▶ _BLOCO DE TEXTO_
Em primeiro lugar, a mais límpida e firme honestidade intelectual na investigação das origens da nacionalidade e da parte viva e eterna da tradição portuguesa.
Alguns, como Raul Proença, julgaram que nos animava apenas o propósito obscurantista de copiar e impor formas políticas passadas, quando se procurava regressar sómente para descobrir o arquétipo da nossa vida nacional e, segundo esse modelo, ordenar as realidades actuais o reconstruir a Nação.
O processo então seguido foi antecipação do que mais tarde Javier Conde, no seu livro Introducción al derecho político actual, denominou recurso à dimensão incoativa do pensamento. «Esta dimensão incoativa permite ao homem - di-lo o citado autor - desfazer criadoramente o caminho andado, retrotraindo a sua mente até àqueles pontos de germinação e buscando neles novas rotas do pensamento ainda intactas».
Tal sentido de tradição, «continuidade no desenvolvimento», ou, melhor, «permanência na renovação», caracteriza, por sua vez, o conceito do nosso nacionalismo. Forque católico, esse nosso nacionalismo não se compraz no «encanto bárbaro» do narcisismo, do exclusivismo ou da agressividade nacional.
Se, por um lado, se supera no acatamento e defesa dos legítimos direitos e liberdades da pessoa humana e das instituições que formam a estrutura viva da Nação, por outro lado reconhece as limitações que o harmonizam em relação a um bem comum universal. Isto é, segundo o sentido etimológico da palavra «universo», unidade do que por si é diverso, o nacionalismo português, pelo espírito católico e missionário que sempre o assinalou no Mundo, procura tornar-se forte, como uma família próspera e feliz entre as nações, para melhor servir os interesses comuns de todos os povos afins da civilização ocidental e da humanidade.

▶ _INFORMAÇÃO APRESENTADA_
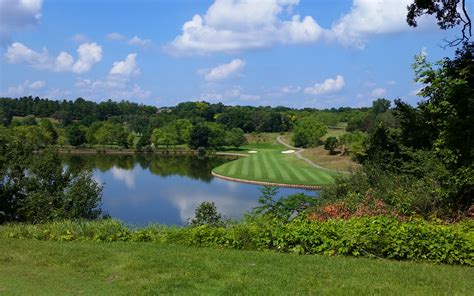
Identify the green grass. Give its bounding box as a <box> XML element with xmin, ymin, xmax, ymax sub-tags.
<box><xmin>214</xmin><ymin>149</ymin><xmax>334</xmax><ymax>185</ymax></box>
<box><xmin>0</xmin><ymin>238</ymin><xmax>474</xmax><ymax>295</ymax></box>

▶ _INSTRUÇÕES DO EXERCÍCIO_
Transcreva sem alterações um trecho do texto sobre o nacionalismo português. Comece nas palavras que contêm "Tal sentido de" e termine logo depois de "da agressividade nacional.".

▶ _SOLUÇÃO DO EXERCÍCIO_
Tal sentido de tradição, «continuidade no desenvolvimento», ou, melhor, «permanência na renovação», caracteriza, por sua vez, o conceito do nosso nacionalismo. Forque católico, esse nosso nacionalismo não se compraz no «encanto bárbaro» do narcisismo, do exclusivismo ou da agressividade nacional.